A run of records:
——
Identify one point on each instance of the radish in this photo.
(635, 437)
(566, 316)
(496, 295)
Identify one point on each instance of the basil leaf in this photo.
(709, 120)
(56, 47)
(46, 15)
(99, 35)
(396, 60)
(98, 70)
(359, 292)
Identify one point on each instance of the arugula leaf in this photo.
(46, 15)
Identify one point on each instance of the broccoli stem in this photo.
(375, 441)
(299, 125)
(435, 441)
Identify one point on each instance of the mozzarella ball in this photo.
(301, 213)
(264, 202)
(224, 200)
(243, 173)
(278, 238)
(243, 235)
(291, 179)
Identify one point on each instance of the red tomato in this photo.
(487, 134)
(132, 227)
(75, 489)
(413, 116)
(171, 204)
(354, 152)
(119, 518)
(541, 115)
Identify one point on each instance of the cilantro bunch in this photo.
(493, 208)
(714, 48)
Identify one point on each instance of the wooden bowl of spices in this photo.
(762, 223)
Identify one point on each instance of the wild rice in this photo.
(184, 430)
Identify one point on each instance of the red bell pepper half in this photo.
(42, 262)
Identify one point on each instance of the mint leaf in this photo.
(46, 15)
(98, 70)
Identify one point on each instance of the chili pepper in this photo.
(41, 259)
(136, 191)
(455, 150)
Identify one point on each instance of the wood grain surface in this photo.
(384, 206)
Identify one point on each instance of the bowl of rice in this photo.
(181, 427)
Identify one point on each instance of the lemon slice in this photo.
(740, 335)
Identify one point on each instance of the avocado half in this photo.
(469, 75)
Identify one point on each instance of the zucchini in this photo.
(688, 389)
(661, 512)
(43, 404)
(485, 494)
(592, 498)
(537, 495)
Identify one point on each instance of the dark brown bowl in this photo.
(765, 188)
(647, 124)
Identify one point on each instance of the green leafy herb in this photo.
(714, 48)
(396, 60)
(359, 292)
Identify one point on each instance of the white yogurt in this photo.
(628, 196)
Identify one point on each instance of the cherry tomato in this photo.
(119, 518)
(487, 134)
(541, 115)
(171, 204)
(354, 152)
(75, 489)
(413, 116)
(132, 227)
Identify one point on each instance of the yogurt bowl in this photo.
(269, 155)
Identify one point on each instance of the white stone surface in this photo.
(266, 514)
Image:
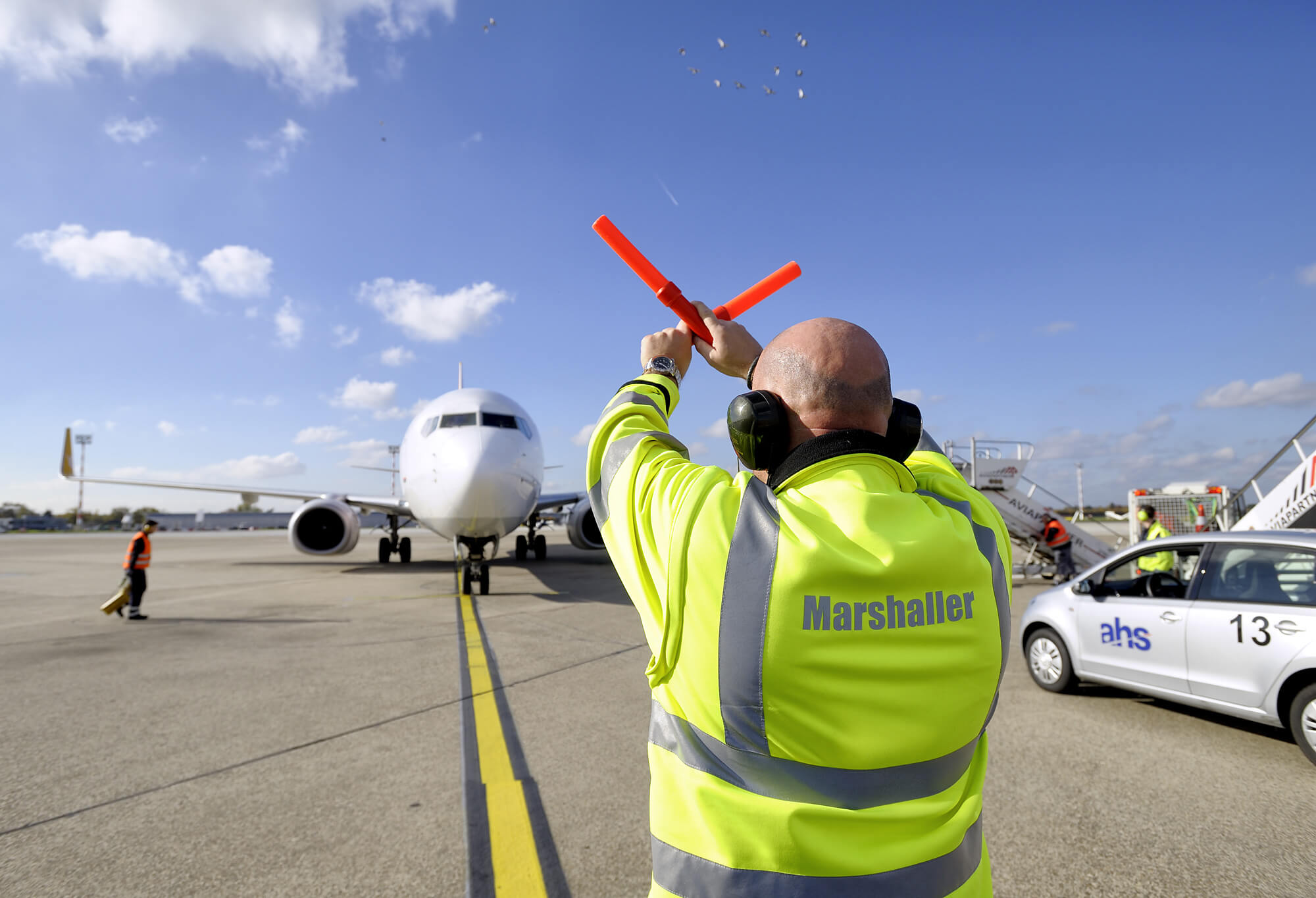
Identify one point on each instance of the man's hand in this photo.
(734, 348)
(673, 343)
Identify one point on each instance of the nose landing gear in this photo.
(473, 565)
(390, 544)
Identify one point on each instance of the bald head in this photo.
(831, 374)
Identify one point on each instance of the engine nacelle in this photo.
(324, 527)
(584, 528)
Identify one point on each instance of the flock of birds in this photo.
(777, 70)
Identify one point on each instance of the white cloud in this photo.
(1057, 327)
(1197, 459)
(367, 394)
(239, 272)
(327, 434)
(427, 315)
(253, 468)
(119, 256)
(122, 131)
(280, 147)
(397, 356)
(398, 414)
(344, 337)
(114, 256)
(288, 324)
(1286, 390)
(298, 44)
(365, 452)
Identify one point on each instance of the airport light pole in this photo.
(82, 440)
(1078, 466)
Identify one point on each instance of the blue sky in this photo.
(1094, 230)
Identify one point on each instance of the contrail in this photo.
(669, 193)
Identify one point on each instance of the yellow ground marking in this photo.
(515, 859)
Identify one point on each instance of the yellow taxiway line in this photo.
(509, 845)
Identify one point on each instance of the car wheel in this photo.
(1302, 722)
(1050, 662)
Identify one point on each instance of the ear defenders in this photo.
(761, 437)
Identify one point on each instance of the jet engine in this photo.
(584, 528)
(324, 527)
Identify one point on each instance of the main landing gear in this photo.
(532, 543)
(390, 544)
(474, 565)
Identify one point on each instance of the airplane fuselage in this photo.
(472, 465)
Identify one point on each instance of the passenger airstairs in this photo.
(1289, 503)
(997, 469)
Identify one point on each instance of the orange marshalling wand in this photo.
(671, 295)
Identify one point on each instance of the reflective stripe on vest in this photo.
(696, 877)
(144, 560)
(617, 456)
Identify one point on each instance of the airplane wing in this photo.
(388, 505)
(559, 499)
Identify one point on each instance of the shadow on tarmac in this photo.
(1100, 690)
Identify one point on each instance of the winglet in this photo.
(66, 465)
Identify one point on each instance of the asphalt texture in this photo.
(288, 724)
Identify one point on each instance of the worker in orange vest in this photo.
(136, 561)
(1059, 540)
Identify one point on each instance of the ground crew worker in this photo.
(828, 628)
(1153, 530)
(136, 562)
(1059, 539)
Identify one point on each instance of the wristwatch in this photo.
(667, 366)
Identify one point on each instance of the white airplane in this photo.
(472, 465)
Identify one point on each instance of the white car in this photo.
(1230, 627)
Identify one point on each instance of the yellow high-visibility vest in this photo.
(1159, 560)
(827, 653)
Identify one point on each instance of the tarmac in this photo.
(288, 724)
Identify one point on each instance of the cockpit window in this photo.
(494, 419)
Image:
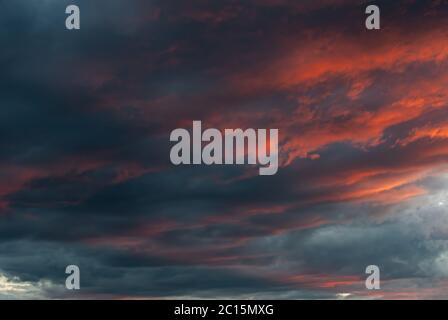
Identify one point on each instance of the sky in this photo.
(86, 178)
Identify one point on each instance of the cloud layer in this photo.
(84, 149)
——
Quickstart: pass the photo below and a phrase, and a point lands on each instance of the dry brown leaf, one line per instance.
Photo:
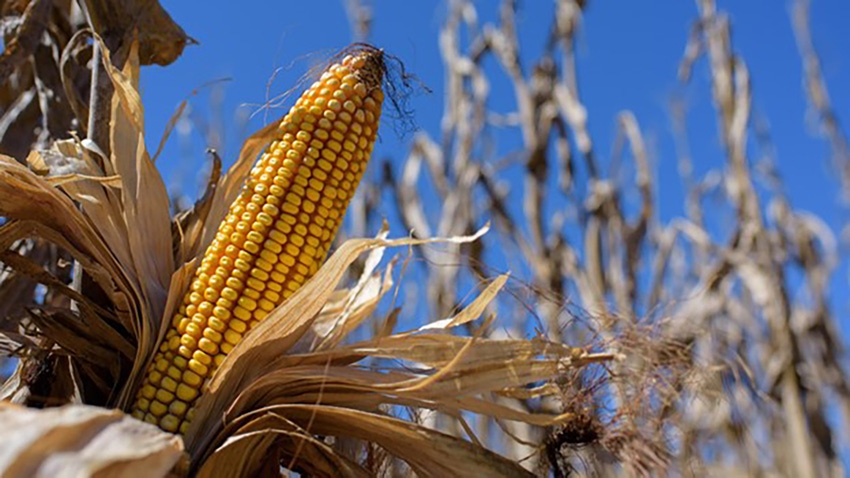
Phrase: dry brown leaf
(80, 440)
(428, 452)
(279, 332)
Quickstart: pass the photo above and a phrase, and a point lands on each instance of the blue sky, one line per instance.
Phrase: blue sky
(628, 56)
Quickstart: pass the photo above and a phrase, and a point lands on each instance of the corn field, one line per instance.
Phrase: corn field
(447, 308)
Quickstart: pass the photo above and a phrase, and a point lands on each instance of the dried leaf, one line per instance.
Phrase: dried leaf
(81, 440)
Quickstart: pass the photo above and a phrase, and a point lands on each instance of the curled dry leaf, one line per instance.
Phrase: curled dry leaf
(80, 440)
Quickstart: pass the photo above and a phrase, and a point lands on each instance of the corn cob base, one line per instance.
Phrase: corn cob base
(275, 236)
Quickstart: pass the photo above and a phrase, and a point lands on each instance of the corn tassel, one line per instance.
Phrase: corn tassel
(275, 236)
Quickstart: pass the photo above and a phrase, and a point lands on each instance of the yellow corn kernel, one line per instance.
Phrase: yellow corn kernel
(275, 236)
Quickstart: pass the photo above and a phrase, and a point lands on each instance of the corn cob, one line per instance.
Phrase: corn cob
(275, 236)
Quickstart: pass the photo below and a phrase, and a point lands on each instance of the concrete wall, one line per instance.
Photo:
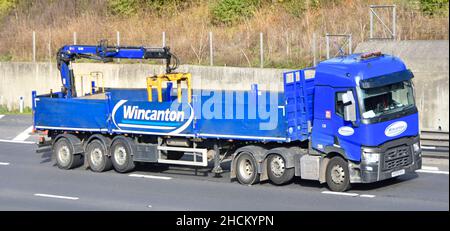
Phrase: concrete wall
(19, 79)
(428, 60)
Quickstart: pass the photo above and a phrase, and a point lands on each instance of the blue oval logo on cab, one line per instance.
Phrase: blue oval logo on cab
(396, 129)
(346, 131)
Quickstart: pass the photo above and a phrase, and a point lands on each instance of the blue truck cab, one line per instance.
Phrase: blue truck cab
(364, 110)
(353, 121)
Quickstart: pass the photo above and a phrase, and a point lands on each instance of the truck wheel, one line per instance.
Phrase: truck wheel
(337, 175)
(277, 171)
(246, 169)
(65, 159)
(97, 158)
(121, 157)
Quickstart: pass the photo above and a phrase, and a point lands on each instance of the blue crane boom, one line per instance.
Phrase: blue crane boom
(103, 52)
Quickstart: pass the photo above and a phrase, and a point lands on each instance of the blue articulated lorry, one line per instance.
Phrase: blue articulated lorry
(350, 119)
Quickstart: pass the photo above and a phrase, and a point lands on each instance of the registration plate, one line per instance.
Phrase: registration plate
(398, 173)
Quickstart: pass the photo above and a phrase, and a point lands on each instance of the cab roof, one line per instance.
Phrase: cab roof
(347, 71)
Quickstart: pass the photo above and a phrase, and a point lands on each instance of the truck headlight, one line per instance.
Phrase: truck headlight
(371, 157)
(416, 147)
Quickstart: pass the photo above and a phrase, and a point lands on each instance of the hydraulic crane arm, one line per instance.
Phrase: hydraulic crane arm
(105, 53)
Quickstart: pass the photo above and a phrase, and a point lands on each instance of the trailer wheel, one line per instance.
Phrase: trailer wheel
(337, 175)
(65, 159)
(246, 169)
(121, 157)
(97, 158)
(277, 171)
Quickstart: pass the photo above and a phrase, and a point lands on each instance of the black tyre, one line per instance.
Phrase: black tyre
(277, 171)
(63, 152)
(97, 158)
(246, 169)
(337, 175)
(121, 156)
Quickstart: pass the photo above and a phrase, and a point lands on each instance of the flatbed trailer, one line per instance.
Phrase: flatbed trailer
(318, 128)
——
What you are asked to do: Count how many lines of the material contain the string "kernel", treating uppercase and lowercase as different. Reply with the number alone.

Answer to the problem: 2